■ Task instructions: Copy the records below verbatim, starting at the line containing "Would you be so kind as to mark the road" and ending after the line containing "column 576, row 231".

# Start of Stored rows

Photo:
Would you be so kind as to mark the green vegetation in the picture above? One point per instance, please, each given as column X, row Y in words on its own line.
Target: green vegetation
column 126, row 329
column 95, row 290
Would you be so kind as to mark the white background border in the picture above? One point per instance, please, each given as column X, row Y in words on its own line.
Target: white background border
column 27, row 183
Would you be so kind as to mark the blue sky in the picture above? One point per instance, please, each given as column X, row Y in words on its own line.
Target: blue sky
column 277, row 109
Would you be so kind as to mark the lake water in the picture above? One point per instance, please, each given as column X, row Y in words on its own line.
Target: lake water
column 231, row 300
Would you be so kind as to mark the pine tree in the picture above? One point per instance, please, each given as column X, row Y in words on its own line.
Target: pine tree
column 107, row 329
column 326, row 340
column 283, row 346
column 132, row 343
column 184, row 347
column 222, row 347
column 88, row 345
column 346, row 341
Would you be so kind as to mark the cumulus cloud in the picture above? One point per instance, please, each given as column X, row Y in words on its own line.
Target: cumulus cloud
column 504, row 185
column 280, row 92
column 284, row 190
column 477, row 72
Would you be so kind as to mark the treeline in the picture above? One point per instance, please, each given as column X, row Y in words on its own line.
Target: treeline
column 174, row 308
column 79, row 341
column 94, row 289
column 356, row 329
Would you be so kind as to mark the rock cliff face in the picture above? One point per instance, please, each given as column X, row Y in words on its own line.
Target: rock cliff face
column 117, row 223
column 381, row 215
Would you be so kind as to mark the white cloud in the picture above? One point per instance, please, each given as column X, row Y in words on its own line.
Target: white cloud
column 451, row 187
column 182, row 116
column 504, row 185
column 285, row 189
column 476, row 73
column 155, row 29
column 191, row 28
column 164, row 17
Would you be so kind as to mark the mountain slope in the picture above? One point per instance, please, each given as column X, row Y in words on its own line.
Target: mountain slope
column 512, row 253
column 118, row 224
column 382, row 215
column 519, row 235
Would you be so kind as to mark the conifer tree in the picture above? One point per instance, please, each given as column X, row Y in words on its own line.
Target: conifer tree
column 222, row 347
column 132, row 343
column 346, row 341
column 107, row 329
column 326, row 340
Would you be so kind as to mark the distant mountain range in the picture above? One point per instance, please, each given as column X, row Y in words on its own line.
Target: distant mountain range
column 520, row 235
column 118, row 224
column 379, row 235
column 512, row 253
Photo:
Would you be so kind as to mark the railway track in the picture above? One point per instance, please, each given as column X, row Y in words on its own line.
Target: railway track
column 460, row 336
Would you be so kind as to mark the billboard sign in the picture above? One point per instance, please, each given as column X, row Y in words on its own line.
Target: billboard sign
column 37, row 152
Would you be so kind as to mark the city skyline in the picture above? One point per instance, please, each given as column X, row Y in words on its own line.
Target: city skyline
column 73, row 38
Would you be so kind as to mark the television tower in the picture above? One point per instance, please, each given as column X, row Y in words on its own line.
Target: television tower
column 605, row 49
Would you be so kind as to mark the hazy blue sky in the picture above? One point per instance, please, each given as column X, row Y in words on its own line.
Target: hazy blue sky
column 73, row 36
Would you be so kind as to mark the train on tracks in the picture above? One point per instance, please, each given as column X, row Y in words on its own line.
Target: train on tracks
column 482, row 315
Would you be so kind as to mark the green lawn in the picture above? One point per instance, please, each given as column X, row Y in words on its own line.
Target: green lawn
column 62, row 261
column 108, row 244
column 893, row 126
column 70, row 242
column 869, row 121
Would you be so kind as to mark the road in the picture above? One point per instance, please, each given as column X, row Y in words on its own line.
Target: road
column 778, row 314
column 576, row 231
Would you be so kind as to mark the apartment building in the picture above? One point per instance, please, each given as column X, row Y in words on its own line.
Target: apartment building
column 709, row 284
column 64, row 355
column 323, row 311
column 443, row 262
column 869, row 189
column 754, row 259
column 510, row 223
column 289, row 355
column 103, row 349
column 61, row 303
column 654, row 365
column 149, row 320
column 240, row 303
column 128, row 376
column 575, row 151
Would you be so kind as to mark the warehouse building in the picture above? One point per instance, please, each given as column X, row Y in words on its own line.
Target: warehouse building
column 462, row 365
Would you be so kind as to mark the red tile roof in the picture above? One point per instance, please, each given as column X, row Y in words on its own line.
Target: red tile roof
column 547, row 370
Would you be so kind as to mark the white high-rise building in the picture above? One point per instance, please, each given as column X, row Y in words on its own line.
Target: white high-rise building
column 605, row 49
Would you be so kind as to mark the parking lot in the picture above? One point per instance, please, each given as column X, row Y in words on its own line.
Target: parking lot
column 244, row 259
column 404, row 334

# End of Stored rows

■ Result below:
Would you be so kind as to mark the road in the picture above? One point per instance, please, each given as column X, row Y in words on its own line.
Target: road
column 778, row 314
column 576, row 231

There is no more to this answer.